───── Selected passage

Unrebooted Jerusalem Shabbat
This is the right week to have photos of Jerusalem, isn’t it?
These are from Antohinson’s Flickr pages.
This is a three part post.
1.

Jerusalem Cemetery, Absalom's Tomb
This was a hard week for Israel, but I think it came out of it okay. The relationship with Obama’s administration in the US and Israel’s administration under Netanyahu will continue to be challenging.
I have a strange feeling that the Americans were acting as they did because they were acting on psychological profiling of Netanyahu. He caved in to American demands and heavy pressure in 1998, signing the Wye Accords without getting much in return. It was 12 years ago and I recall that at the beginning of the trip, Netanyahu attempted to get Pollard freed. It didn’t happen and still hasn’t happened but Netanyahu gave in at Wye.
In fact, some Israeli MKs asked Biden before the Ramat Shlomo announcement fiasco to release Pollard in time for this year’s Passover. Fat chance of Pollard getting out now. Then again, it would probably regain for Obama a lot of the goodwill he has lost in the past week with many Israelis and supporters of Israel.

──────────

Given request:
In the Jerusalem Shabbat post, in what year did Netanyahu sign the Wye Accords?

───── Stored records

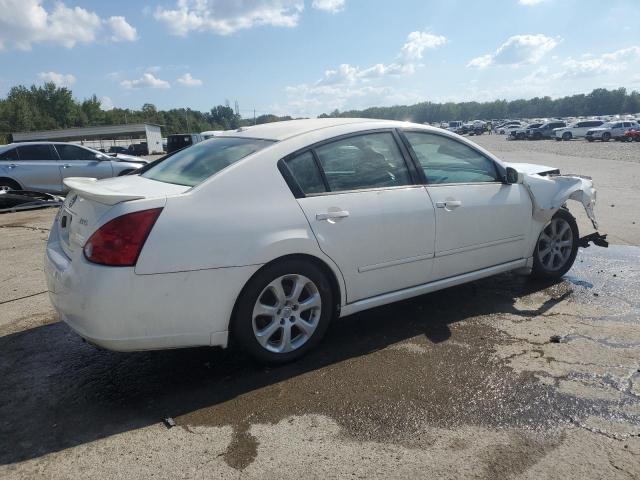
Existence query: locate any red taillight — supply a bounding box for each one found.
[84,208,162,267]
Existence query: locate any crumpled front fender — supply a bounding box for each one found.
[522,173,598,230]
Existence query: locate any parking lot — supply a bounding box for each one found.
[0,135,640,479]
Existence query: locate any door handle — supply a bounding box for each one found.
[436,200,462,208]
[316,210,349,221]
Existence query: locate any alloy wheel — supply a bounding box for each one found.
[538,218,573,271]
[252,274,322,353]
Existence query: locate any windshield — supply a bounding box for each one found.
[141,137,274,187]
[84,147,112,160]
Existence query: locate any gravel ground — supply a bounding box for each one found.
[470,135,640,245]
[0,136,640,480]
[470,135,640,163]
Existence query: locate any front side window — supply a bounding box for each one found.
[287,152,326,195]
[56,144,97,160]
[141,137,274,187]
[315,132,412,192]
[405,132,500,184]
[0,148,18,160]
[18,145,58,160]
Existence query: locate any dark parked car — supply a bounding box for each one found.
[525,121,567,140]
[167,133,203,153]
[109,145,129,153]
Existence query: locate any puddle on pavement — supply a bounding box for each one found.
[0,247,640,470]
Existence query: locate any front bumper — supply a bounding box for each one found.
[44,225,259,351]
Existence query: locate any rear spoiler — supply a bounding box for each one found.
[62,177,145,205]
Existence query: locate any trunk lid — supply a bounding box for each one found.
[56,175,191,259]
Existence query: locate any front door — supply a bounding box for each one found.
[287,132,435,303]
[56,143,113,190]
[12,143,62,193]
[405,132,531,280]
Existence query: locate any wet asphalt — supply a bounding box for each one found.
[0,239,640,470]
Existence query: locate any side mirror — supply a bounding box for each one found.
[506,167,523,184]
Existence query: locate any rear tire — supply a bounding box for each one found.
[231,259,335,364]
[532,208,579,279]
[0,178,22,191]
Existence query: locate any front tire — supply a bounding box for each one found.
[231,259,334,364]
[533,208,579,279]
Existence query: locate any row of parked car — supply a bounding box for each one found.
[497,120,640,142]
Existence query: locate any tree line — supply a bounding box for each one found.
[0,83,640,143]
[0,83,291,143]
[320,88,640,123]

──────────
───── Stored records

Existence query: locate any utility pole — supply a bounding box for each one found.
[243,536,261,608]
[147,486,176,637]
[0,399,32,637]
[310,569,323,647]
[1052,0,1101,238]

──────────

Expected answer:
1998